● **Task objective**: Could you reproduce all of the entries below without a single change?

Top of Records to process

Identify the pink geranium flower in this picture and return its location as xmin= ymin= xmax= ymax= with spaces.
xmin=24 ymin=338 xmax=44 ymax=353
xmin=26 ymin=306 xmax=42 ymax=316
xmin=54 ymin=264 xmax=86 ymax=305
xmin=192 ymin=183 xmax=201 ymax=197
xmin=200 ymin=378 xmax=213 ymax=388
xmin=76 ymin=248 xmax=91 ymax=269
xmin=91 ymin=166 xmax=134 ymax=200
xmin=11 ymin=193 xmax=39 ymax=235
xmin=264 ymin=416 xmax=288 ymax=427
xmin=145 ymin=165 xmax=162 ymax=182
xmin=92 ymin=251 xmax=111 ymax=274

Bottom of Records to process

● **Response to the task**:
Identify the pink geranium flower in this picture and return its location as xmin= ymin= xmax= ymax= with spaces.
xmin=24 ymin=338 xmax=44 ymax=353
xmin=26 ymin=306 xmax=42 ymax=316
xmin=54 ymin=264 xmax=86 ymax=305
xmin=192 ymin=183 xmax=201 ymax=197
xmin=200 ymin=378 xmax=213 ymax=388
xmin=76 ymin=248 xmax=91 ymax=269
xmin=91 ymin=166 xmax=134 ymax=200
xmin=11 ymin=193 xmax=39 ymax=235
xmin=264 ymin=416 xmax=288 ymax=427
xmin=145 ymin=165 xmax=162 ymax=182
xmin=92 ymin=251 xmax=111 ymax=274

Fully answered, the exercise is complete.